━━━━━ TEXT ━━━━━
Mark Reynold Airport

Just in time to ruin your day comes a report that airlines stand to earn $22.6 billion in surcharges in 2011. That's up from $10 billion just two years ago.

The prediction comes from Ideaworks, an airline consultancy, and Amadeus, a tech firm that processes travel transactions. Both companies have a vested interest in airlines making more money through surcharges, so let's hope they're just being optimistic. (Or, I guess, pessimistic, depending on your point of view.)

You won't find the word "surcharge" in the six-page single-spaced press release, though. That's because no one involved in the airline industry likes that word. They prefer less irksome terms -- like "a la carte pricing," "ancillary revenue," and "underhanded methods of tormenting our customers, bwa-ha-ha-haaa!"

The report, "The Amadeus Guide To Ancillary Revenue by Ideaworks," is a celebration of surcharges and those airlines that employ them most profitably. In fact, the report calls those airlines "Ancillary Revenue Champs"; they make nearly 20% of their revenue from extras like baggage fees, peak-travel-day surcharges, "convenience fees" to buy tickets over the phone, etc. If you're like me, you'll probably want to steer clear of the so-called Champs: Allegiant, Ryanair, Spirit, Flybe (a U.K.-based cheapie), and Singapore's Tiger Airways.
━━━━━
THE TASKS:
A – Duplicate the stretch of the airline surcharge article from "Just in time" through "two years ago.".
B – Which airlines does the airline surcharge article name as "Ancillary Revenue Champs"?
C – Write the next part of the airline surcharge article, picking up after its final sentence.
The listing after the airline surcharge article plays no part in the tasks.
━━━━━ DATA LINES ━━━━━
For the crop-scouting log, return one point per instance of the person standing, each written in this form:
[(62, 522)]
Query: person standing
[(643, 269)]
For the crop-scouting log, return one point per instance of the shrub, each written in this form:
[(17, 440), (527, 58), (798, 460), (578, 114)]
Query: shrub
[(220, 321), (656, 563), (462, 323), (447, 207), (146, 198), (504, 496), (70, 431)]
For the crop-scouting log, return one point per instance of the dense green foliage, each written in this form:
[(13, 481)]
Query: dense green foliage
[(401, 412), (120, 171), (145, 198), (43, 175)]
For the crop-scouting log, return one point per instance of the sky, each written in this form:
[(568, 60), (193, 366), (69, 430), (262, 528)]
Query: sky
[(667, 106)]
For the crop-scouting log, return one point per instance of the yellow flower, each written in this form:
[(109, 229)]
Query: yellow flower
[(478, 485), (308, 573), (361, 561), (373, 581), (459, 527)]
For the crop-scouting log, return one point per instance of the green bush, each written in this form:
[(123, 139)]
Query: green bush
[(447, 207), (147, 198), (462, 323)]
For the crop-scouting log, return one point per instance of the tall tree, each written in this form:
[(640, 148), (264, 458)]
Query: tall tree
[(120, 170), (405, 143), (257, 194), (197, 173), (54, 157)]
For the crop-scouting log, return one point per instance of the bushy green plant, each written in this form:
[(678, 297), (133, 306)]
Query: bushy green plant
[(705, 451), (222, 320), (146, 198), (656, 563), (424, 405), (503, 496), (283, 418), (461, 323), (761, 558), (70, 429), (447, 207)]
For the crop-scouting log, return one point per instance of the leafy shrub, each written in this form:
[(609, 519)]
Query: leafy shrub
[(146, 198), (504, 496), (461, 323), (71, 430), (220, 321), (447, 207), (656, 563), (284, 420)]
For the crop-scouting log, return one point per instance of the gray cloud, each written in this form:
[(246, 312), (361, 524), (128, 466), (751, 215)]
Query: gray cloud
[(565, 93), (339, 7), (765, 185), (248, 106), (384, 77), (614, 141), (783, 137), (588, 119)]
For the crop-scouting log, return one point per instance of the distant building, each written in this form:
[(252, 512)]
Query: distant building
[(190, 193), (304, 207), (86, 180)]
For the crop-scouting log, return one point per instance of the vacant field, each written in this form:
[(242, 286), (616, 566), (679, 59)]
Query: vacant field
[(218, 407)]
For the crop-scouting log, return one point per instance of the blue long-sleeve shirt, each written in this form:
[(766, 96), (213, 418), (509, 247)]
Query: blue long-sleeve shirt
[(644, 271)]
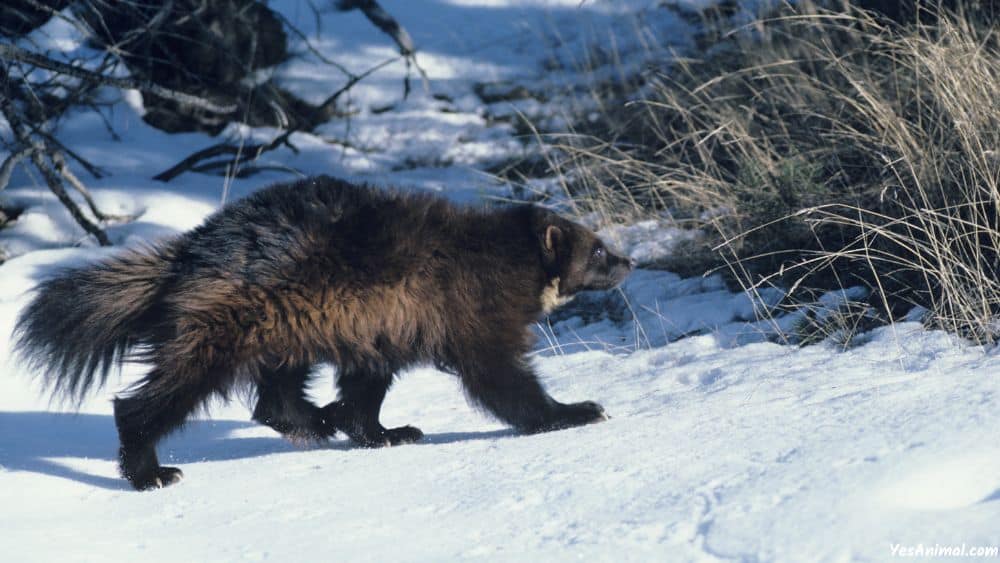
━━━━━
RESPONSES TO THE EXERCISE:
A –
Just in time to ruin your day comes a report that airlines stand to earn $22.6 billion in surcharges in 2011. That's up from $10 billion just two years ago.

B – Allegiant, Ryanair, Spirit, Flybe, Tiger Airways

C –
"The Guide describes how traditional and low-cost carriers are boldly experimenting with new a la carte initiatives," says the press release. Some examples: AirAsia X of Malaysia earns more than $27 per passenger in surcharges through such means as getting more than 80% of them to pre-pay baggage fees. KLM is offering "premium" pre-ordered a la carte meals for $16 on eight long-haul routes. You've already heard about Spirit Airlines charging to stow carry-on bags in the overhead bin? Now they have the cheek to sell "carry-on compliant luggage" on their website.

I have a name for people who choose to fly with these Ancillary Revenue Champs: Ancillary Revenue Chumps.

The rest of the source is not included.